** Begin Supplied material **

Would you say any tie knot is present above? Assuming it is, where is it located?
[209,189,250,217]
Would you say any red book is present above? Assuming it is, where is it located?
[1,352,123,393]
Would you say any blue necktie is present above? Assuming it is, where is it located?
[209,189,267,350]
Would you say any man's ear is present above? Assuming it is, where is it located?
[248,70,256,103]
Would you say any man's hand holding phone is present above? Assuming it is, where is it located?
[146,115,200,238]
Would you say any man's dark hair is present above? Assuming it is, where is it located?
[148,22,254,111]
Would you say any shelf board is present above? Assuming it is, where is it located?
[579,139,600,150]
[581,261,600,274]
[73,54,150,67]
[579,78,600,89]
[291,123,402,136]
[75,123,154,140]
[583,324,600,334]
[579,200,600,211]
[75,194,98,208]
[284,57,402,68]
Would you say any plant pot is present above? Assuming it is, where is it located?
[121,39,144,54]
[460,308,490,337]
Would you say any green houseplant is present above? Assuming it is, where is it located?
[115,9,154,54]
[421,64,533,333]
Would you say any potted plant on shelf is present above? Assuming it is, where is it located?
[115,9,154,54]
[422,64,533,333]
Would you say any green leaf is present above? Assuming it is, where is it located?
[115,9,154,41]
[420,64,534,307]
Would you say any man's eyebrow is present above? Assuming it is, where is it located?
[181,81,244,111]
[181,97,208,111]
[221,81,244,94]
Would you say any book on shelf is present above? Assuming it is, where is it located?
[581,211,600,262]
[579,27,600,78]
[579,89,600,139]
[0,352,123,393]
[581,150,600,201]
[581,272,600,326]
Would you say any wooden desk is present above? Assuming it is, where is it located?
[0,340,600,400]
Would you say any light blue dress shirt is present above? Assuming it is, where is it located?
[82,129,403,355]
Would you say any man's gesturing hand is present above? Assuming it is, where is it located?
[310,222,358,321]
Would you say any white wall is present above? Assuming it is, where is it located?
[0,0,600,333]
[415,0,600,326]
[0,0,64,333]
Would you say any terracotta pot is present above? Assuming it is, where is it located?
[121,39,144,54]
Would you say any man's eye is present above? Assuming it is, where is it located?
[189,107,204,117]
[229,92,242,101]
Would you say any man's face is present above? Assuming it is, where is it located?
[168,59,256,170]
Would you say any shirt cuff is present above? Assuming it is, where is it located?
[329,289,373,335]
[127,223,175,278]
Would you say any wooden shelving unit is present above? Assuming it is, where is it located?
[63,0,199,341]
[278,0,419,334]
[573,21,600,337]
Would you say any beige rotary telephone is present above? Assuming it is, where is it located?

** End Supplied material **

**What is expected:** Copy the records from the line containing "Would you say any blue" down to the line containing "[421,64,533,333]", both included, with their requests unchanged. Raise every box coordinate in the answers by 42.

**Task result:**
Would you say any blue necktie is present above? Assuming it is, where is it located?
[251,231,309,392]
Would you say any man's ear is present above? Assuming it is, where is it located?
[290,112,298,145]
Would you say any man's hand holding phone is present above? Assuming it is, where is it located?
[188,157,242,280]
Would you say any man's dark hair is present above? Assuming it is, where is it located?
[190,64,296,153]
Would you say any shelf board is present above? Assuming it is, where is it located?
[621,181,642,192]
[623,303,642,316]
[115,96,192,109]
[621,120,642,131]
[333,165,444,178]
[117,165,196,182]
[625,366,642,376]
[621,242,642,253]
[117,236,140,250]
[326,99,444,110]
Would you say any plant pot is present above? Assuming it is, where is it located?
[163,81,186,96]
[502,350,532,379]
Would you say any green houseplant is present above? Assuming it is, where is it located?
[157,51,196,96]
[463,106,575,375]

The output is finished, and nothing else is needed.